What this task involves: First find the line with "Objective — one marker per instance of the daisy" in the entries below, then set down exactly every line through the line with "Objective — one marker per instance of the white petal", that line included.

--- Data provided ---

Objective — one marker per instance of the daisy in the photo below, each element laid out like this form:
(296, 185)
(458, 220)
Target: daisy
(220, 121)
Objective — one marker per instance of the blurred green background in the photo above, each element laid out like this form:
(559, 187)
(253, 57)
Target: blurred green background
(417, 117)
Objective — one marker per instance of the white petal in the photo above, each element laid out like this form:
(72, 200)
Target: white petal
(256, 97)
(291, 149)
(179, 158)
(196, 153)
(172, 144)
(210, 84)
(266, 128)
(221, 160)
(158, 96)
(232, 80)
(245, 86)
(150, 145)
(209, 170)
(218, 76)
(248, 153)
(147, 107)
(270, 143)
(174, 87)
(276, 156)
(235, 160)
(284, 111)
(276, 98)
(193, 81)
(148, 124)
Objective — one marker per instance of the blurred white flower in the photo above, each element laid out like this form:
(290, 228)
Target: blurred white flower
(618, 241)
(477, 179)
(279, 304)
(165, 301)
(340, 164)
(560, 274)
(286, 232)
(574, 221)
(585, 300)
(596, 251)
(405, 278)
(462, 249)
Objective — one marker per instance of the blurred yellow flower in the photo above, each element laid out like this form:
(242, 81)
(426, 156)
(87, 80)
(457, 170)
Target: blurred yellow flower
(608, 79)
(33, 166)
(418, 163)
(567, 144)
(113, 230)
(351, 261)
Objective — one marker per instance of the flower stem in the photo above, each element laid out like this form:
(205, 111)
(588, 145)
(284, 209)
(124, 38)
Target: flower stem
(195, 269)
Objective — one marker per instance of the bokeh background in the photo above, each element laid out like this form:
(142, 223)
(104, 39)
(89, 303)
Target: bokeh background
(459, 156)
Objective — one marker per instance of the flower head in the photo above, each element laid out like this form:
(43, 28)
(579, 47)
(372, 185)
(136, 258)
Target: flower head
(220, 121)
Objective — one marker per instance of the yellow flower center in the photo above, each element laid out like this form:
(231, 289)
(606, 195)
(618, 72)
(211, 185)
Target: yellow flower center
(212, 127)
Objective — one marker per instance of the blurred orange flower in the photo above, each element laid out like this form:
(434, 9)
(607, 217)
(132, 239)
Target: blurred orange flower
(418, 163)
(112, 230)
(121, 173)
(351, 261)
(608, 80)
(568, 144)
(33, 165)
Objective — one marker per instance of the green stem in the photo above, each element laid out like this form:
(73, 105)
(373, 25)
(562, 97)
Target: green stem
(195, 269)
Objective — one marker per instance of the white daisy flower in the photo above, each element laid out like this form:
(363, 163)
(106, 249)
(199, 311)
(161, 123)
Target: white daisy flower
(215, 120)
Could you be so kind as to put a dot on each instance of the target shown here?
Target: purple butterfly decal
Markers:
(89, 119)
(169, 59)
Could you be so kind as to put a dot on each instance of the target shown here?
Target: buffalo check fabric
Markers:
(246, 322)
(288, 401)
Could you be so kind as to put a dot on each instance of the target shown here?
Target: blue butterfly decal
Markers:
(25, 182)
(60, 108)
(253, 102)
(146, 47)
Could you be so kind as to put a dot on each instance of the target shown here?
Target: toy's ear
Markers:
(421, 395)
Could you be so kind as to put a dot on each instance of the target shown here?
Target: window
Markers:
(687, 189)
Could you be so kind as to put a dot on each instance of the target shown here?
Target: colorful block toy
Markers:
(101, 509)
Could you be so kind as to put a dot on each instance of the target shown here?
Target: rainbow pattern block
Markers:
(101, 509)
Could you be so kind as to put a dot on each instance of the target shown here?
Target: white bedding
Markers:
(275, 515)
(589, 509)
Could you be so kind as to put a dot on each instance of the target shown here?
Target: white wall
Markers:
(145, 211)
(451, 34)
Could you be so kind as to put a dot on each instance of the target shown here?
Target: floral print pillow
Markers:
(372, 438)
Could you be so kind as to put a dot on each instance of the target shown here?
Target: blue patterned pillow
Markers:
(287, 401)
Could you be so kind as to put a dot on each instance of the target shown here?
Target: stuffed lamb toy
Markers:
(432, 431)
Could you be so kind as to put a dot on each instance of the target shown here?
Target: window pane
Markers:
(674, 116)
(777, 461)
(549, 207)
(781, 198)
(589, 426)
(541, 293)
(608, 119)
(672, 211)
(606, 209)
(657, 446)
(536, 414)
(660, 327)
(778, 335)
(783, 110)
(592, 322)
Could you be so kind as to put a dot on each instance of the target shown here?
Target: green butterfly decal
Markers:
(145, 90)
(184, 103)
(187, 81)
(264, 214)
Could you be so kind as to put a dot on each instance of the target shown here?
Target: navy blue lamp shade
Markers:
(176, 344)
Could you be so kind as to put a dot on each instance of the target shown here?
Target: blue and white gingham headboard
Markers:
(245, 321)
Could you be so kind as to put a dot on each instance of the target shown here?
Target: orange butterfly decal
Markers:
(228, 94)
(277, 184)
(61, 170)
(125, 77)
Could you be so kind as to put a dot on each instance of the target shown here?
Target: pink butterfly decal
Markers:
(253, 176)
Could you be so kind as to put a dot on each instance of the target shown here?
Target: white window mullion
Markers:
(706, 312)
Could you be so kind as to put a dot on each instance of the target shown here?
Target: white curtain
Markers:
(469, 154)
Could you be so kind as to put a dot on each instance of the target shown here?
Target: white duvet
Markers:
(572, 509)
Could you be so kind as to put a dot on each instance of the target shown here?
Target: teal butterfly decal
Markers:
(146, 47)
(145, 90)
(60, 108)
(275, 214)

---
--- Data provided ---

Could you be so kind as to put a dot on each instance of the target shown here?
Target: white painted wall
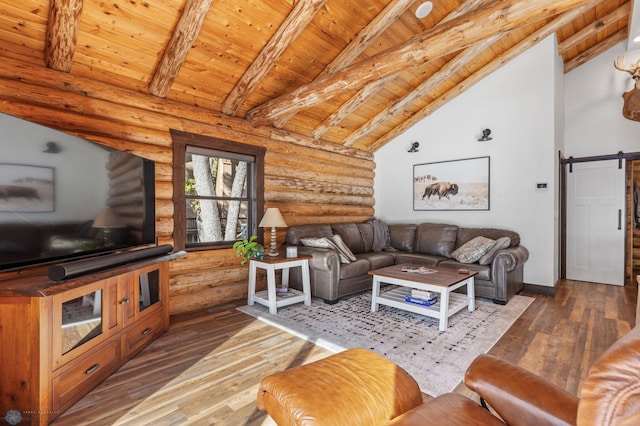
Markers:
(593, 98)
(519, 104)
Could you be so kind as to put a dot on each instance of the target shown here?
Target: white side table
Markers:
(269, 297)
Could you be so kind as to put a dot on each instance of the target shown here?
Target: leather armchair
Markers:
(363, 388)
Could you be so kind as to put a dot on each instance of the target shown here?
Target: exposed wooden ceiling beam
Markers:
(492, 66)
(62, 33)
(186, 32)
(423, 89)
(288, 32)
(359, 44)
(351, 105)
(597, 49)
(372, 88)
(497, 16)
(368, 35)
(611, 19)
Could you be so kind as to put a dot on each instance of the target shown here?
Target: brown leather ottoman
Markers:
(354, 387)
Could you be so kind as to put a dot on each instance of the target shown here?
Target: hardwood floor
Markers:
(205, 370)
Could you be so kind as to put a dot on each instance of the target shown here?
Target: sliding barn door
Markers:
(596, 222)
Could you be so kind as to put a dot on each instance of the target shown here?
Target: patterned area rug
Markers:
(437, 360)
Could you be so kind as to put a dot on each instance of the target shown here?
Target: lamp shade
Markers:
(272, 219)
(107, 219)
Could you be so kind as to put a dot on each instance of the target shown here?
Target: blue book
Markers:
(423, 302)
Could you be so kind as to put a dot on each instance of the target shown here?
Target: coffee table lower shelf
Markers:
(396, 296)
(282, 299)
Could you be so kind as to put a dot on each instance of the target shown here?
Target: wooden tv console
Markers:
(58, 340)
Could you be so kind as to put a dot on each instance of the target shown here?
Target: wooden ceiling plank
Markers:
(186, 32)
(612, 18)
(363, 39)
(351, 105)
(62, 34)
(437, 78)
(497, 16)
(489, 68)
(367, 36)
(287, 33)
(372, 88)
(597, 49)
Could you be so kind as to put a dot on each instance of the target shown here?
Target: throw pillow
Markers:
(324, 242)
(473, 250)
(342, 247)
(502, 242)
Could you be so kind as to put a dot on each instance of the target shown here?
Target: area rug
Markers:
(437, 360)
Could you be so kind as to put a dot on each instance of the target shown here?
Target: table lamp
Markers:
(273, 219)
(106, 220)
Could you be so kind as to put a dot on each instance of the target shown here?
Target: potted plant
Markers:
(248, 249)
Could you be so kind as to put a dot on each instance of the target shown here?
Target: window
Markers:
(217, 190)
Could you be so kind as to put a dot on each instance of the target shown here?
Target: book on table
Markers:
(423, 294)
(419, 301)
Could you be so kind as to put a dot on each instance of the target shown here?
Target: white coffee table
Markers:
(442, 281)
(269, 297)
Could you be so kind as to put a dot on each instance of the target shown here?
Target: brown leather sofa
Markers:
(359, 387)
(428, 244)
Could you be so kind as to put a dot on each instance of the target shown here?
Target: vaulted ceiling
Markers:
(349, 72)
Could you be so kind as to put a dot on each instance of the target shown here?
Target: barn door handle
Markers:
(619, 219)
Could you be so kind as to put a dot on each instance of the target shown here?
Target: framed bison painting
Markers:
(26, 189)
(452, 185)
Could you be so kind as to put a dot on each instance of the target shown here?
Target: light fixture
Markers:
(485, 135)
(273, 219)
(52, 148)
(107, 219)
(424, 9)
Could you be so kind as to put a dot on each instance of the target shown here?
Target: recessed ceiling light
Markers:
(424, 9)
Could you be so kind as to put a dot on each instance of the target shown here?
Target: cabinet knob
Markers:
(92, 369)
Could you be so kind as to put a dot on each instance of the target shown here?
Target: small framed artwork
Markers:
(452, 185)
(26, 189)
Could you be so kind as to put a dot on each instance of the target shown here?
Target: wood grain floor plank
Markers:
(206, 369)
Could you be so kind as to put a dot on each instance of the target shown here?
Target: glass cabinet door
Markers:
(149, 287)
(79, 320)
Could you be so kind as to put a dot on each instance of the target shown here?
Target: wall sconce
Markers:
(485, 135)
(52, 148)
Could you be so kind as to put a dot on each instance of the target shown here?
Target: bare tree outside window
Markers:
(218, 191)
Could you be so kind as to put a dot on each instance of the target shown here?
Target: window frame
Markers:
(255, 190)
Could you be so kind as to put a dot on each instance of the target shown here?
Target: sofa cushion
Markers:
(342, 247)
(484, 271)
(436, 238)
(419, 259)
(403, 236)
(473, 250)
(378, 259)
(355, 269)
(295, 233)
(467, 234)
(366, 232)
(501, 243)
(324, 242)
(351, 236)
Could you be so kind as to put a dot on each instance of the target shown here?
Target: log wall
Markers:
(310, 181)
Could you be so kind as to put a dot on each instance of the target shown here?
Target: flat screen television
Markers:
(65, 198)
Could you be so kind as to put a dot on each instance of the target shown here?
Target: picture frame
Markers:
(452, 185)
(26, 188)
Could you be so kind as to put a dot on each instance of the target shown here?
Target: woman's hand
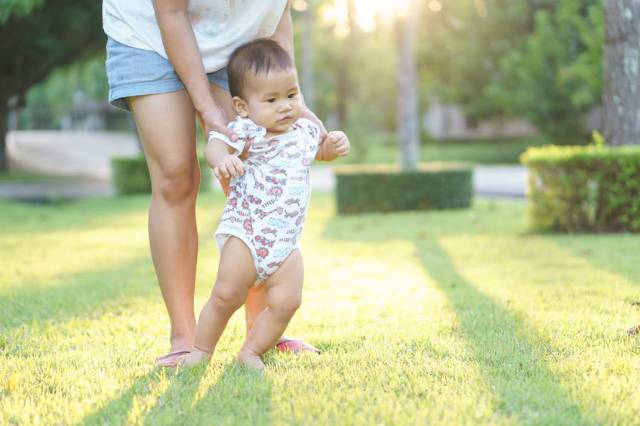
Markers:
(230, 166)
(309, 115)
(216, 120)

---

Task output:
Objective — one marker per instance of the daisy in the photo below, each element laid out like this form:
(296, 185)
(458, 220)
Target: daisy
(220, 121)
Objective — one marker per instance of the blurred green background in the photo above, each element laid out like this form:
(559, 187)
(253, 57)
Target: blurred green background
(417, 117)
Objective — one marker per instance of the white petal in the photo above, each element laid out like this form:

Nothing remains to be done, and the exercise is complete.